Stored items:
§
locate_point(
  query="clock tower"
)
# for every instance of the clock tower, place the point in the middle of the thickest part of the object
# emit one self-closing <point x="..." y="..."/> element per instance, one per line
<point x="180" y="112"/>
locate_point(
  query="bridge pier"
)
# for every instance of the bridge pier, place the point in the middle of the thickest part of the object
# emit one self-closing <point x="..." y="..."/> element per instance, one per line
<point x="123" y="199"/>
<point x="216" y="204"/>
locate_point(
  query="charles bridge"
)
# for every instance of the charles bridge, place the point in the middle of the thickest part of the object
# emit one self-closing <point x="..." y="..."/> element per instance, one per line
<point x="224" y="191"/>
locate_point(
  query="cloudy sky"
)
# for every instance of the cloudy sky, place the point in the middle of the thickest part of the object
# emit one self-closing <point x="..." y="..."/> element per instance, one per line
§
**The task:**
Transcribe every entry verbatim.

**Exercise solution:**
locate_point(
  query="clock tower"
)
# for every instance of the clock tower, place the point in the middle of the thickest part of the object
# emit one self-closing <point x="..." y="..."/> element per instance, one per line
<point x="180" y="112"/>
locate_point(
  query="bridge pier"
)
# for every instance of the bridge pier, place the point in the middle of the thickest part of the object
# emit one self-closing <point x="..." y="..."/> element per instance, one per line
<point x="123" y="199"/>
<point x="216" y="204"/>
locate_point(
  query="charles bridge"
)
# for every instance of the charles bridge, place the point in the middle of the thickest part of the object
# emit one self-closing <point x="..." y="..."/> element per instance, one per line
<point x="224" y="191"/>
locate_point(
  query="cloudy sky"
)
# for every instance of the cloudy sky, place the point in the middle of the thickest part of the object
# emit one self-closing <point x="..." y="..."/> element per instance, one per line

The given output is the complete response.